**Exercise requirements:** Give a verbatim quotation of every record.

**Data supplied:**
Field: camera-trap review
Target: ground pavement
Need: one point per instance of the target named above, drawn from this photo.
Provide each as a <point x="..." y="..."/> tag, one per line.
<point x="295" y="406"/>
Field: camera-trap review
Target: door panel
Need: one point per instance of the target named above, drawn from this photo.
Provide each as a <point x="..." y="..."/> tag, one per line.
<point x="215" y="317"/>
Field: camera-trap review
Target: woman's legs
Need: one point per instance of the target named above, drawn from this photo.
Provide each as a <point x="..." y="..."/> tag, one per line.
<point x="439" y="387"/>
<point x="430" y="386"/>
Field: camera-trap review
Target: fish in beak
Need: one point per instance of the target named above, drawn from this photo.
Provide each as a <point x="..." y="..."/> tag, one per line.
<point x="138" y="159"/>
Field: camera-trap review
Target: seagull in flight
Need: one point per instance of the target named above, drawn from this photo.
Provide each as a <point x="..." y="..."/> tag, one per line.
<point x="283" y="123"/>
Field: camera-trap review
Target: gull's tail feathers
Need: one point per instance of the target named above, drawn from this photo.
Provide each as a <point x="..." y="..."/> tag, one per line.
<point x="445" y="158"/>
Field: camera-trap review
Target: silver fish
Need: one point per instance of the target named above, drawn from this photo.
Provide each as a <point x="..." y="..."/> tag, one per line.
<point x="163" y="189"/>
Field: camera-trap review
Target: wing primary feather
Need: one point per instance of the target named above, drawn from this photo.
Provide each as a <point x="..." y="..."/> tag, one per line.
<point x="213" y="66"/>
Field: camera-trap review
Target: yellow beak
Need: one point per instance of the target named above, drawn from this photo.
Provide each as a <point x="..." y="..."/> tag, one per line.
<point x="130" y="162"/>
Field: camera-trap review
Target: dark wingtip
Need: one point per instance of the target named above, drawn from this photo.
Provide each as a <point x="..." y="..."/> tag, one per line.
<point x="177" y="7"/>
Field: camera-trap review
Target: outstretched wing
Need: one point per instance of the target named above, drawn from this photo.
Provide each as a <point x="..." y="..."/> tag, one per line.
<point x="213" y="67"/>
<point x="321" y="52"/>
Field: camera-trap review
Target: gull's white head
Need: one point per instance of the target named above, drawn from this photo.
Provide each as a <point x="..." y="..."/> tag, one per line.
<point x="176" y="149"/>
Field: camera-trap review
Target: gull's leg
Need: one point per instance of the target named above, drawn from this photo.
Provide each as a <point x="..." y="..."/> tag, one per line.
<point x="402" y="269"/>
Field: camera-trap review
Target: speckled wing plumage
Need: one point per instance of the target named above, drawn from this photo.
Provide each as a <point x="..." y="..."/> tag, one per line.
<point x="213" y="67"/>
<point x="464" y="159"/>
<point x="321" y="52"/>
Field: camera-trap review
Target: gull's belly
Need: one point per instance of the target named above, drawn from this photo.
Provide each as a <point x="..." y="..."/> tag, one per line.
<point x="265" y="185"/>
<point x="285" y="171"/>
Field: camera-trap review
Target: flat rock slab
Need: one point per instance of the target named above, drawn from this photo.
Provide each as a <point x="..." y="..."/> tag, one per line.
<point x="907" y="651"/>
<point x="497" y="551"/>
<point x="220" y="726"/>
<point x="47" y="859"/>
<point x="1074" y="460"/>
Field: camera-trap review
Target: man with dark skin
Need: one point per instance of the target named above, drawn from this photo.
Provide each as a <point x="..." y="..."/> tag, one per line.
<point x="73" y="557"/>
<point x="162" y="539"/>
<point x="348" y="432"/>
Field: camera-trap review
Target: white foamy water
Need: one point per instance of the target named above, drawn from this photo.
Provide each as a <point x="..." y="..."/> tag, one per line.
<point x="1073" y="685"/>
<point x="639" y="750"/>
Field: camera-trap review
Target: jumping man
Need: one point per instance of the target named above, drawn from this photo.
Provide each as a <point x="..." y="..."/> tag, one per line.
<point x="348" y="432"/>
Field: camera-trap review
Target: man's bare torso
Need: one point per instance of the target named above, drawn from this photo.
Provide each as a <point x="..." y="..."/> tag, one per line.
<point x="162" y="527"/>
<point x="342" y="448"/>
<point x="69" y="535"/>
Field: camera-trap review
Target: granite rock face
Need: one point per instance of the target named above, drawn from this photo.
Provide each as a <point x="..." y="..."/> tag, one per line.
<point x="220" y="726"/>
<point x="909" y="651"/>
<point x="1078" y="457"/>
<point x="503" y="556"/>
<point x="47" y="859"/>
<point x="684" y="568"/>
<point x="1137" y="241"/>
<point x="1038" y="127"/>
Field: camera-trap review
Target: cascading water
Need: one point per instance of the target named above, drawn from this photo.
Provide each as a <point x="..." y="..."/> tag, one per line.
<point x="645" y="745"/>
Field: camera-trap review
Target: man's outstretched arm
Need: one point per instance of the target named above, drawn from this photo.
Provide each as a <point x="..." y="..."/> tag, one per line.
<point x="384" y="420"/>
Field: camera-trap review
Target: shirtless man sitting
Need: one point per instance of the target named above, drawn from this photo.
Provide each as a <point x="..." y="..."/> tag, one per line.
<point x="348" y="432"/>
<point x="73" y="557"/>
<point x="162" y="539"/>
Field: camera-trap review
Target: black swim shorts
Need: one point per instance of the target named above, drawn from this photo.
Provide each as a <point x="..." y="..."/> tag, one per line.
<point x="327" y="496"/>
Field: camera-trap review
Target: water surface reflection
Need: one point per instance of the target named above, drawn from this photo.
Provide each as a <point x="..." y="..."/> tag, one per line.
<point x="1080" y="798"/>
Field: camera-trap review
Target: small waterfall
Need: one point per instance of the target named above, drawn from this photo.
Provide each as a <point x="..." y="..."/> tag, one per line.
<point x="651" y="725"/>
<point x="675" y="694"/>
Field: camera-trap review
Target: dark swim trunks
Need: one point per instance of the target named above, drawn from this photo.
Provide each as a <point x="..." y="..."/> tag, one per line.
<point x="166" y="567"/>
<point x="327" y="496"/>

**Answer for this exercise:**
Field: camera-trap review
Target: ground pavement
Need: one point per instance of the target named above, drawn from this photo.
Provide each as a <point x="..." y="..."/> tag, one per line.
<point x="295" y="406"/>
Field: camera-trap review
Target: door panel
Need: one point per instance of the target named above, drawn from this photo.
Provide each as a <point x="..." y="..."/> tag, one per line.
<point x="215" y="317"/>
Field: camera-trap review
Target: woman's legs
Need: one point per instance of the target named above, drawn from this photo.
Provide each as a <point x="..." y="..."/> tag, one per line.
<point x="439" y="387"/>
<point x="430" y="386"/>
Field: camera-trap review
Target: fish in beak
Need: one point per instance of the target named above, drawn from this photo.
Provide each as a <point x="..." y="..."/> tag, one per line.
<point x="138" y="159"/>
Field: camera-trap review
Target: seagull in flight
Need: one point per instance of the target named above, drawn from this photo.
Provide each as a <point x="..." y="..."/> tag, one per line.
<point x="283" y="123"/>
Field: camera-trap review
Target: gull's tail feathers
Need: one point per instance of the target named above, drawn from this photo.
Provide each as a <point x="..." y="..."/> tag, one per line.
<point x="445" y="158"/>
Field: camera-trap review
Target: silver fish
Need: one point per instance of the target named above, drawn from this photo.
Provide each as a <point x="..." y="..."/> tag, one per line.
<point x="163" y="189"/>
Field: camera-trap review
Target: wing primary feather
Need: one point per instance of the target named above, drawn from this photo.
Provide each as a <point x="..." y="..."/> tag, one per line.
<point x="213" y="66"/>
Field: camera-trap review
Target: yellow beak
Need: one point per instance of the target named above, drawn from this photo.
Provide each as a <point x="..." y="..."/> tag, one per line.
<point x="130" y="162"/>
Field: camera-trap review
Target: dark wingtip
Need: one point per instance of the target named above, drawn from this photo.
Provide each as a <point x="..." y="..."/> tag, one per line.
<point x="177" y="7"/>
Field: camera-trap review
Target: outstretched wing
Need: one point per instance of the target named above, drawn from this photo.
Provide each as a <point x="..." y="..."/> tag, one per line.
<point x="213" y="67"/>
<point x="321" y="52"/>
Field: camera-trap review
Target: gull's white head
Need: one point per instance of the target named above, drawn from this photo.
Provide each as a <point x="..." y="..."/> tag, one per line.
<point x="176" y="149"/>
Field: camera-trap review
Target: gull's leg
Need: one point per instance of the target named above, drawn from this photo.
Provide each as a <point x="..." y="..."/> tag, one per line.
<point x="402" y="269"/>
Field: camera-trap review
Target: speckled wing plumage
Need: one point per instance of the target named above, drawn from this photo.
Provide each as a <point x="..." y="..."/> tag, one per line.
<point x="213" y="67"/>
<point x="464" y="159"/>
<point x="321" y="52"/>
Field: camera-trap review
Target: gull's belly
Need: one point per instance of the target named above, drawn from this photo.
Provide each as a <point x="..." y="..."/> tag, one per line.
<point x="265" y="185"/>
<point x="285" y="171"/>
Field: camera-trap review
Target: flat rock slab
Need: one point per instance of the target named above, drawn from this photo.
Provide each as a <point x="..." y="..."/> tag, one per line.
<point x="907" y="651"/>
<point x="497" y="551"/>
<point x="220" y="726"/>
<point x="47" y="859"/>
<point x="1074" y="460"/>
Field: camera-trap review
Target: man with dark skin
Need: one point per instance of the target named above, drawn from this photo.
Provide each as a <point x="..." y="..."/> tag, one per line.
<point x="73" y="557"/>
<point x="162" y="539"/>
<point x="348" y="432"/>
Field: camera-trap review
Target: white foamy water
Need: one point per instance of the target named above, drawn from this photo.
Provide each as a <point x="..." y="..."/> tag, one per line.
<point x="1073" y="685"/>
<point x="639" y="750"/>
Field: camera-trap review
Target: jumping man
Need: one point per instance of the target named above, drawn from this photo.
Provide each as a <point x="..." y="..."/> tag, one per line.
<point x="348" y="432"/>
Field: camera-trap review
Target: man's bare torso
Need: one point per instance of the target named above, drawn from this photo.
Provide each as a <point x="..." y="..."/> tag, one per line.
<point x="162" y="527"/>
<point x="342" y="448"/>
<point x="69" y="535"/>
Field: camera-trap review
Target: granite rock face
Need: one point per instance of the target named above, drawn from this photo.
Provide each as a <point x="..." y="..."/> tag, one per line.
<point x="220" y="726"/>
<point x="909" y="651"/>
<point x="1078" y="457"/>
<point x="503" y="556"/>
<point x="47" y="859"/>
<point x="684" y="568"/>
<point x="1137" y="241"/>
<point x="1038" y="127"/>
Field: camera-trap review
Target: cascading water
Need: one point per instance of the target named above, drawn from this photo.
Provide each as a <point x="..." y="..."/> tag, one per line.
<point x="645" y="745"/>
Field: camera-trap review
Target: man's outstretched arm
Need: one point per instance of the target named above, drawn from this photo.
Provide each as a <point x="..." y="..."/> tag, one per line.
<point x="384" y="420"/>
Field: camera-trap review
Target: shirtless man sitting
Need: one point per instance of the target named above, drawn from this photo.
Provide each as a <point x="..." y="..."/> tag, one per line.
<point x="348" y="432"/>
<point x="73" y="557"/>
<point x="162" y="539"/>
Field: camera-trap review
Target: black swim shorts
Need: one point per instance of the target named above, drawn from this photo.
Provide each as a <point x="..." y="..."/> tag, one per line.
<point x="327" y="496"/>
Field: camera-trap review
Target: water surface reflection
Need: one point per instance of the target named above, drawn from this photo.
Provide each as a <point x="..." y="..."/> tag, one per line.
<point x="1080" y="798"/>
Field: camera-trap review
Target: small waterfall
Need: one point per instance of the target named above, drawn from this photo.
Provide each as a <point x="..." y="..."/> tag, one per line.
<point x="651" y="725"/>
<point x="675" y="694"/>
Field: camera-trap review
Target: dark swim trunks
Need: one point per instance of the target named above, drawn from this photo.
Provide each as a <point x="..." y="..."/> tag, one per line.
<point x="166" y="567"/>
<point x="327" y="496"/>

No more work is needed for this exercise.